Document text –
======

And then there was the losing.

“That was part of the struggle,” she said. “As a freshman, you come into the program so hyped. And it was really hard to just lose over and over and over.”

Her first year at Utah, the team was 12-19. The next year, Utah was 9-21 with just three conference victories. At the end of the season, Levrets was fired and Lynne Roberts was hired a month later.

Her initial trepidation about the coaching change shifted when Roberts sat down with each player in an attempt to “really get to know us.”

“I stayed because I felt like she was a personable person, like I really wanted to help her build this program,” Anae said. “I wanted to be part of that.”

Anae said Roberts understands what motivates each individual player.

“She wouldn’t scream and yell at me because, sometimes, I’m a little emotional,” Anae said. “She knows what motivates me, and she knows what makes me go. When I’m having an off-day, she’ll be the first one to text me. She’s just a really good coach.”

While Anae, a redshirt junior, played sparingly in her first two seasons, that changed this season when Fatuesi was injured. “I felt like I prepared throughout the offseason,” Anae said, adding that Fatuesi is one of her favorite teachers and most critical mentor. “But I never wanted Jo to get hurt. That’s like the worst-case scenario.”

======

Entries shown –
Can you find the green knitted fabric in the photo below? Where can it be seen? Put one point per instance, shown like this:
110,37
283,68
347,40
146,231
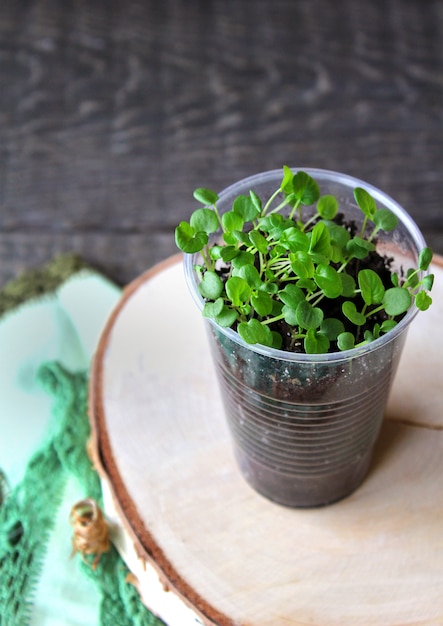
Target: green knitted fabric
28,511
27,520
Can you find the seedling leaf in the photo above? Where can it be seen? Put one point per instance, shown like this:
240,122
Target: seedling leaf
397,300
423,301
365,201
309,316
204,220
385,219
316,343
425,259
327,207
371,285
350,311
211,285
237,290
188,240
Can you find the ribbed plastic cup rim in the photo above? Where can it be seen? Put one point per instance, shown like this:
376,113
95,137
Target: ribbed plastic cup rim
347,181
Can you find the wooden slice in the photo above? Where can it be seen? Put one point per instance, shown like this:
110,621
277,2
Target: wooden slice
183,514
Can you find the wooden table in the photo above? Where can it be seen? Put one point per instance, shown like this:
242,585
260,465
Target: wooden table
111,113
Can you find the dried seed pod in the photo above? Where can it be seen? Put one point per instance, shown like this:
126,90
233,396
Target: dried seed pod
91,533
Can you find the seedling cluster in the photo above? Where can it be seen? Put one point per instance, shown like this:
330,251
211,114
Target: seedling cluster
274,275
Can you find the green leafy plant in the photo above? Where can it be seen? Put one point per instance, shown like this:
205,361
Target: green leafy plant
314,284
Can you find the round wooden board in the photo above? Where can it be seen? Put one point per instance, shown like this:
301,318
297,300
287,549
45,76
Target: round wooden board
179,504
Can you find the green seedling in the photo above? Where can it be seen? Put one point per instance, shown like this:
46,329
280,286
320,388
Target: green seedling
268,271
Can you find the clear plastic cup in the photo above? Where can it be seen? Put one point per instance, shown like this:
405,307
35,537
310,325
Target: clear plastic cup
304,426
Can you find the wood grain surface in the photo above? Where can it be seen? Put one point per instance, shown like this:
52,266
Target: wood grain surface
179,503
111,113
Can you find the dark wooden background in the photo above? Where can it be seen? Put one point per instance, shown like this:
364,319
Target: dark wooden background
113,111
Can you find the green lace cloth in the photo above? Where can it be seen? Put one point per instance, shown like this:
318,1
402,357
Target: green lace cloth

======

Copy out the entire passage about Anae's seasons with Utah's team, word for word.

And then there was the losing.

“That was part of the struggle,” she said. “As a freshman, you come into the program so hyped. And it was really hard to just lose over and over and over.”

Her first year at Utah, the team was 12-19. The next year, Utah was 9-21 with just three conference victories. At the end of the season, Levrets was fired and Lynne Roberts was hired a month later.

Her initial trepidation about the coaching change shifted when Roberts sat down with each player in an attempt to “really get to know us.”

“I stayed because I felt like she was a personable person, like I really wanted to help her build this program,” Anae said. “I wanted to be part of that.”

Anae said Roberts understands what motivates each individual player.

“She wouldn’t scream and yell at me because, sometimes, I’m a little emotional,” Anae said. “She knows what motivates me, and she knows what makes me go. When I’m having an off-day, she’ll be the first one to text me. She’s just a really good coach.”

While Anae, a redshirt junior, played sparingly in her first two seasons, that changed this season when Fatuesi was injured. “I felt like I prepared throughout the offseason,” Anae said, adding that Fatuesi is one of her favorite teachers and most critical mentor. “But I never wanted Jo to get hurt. That’s like the worst-case scenario.”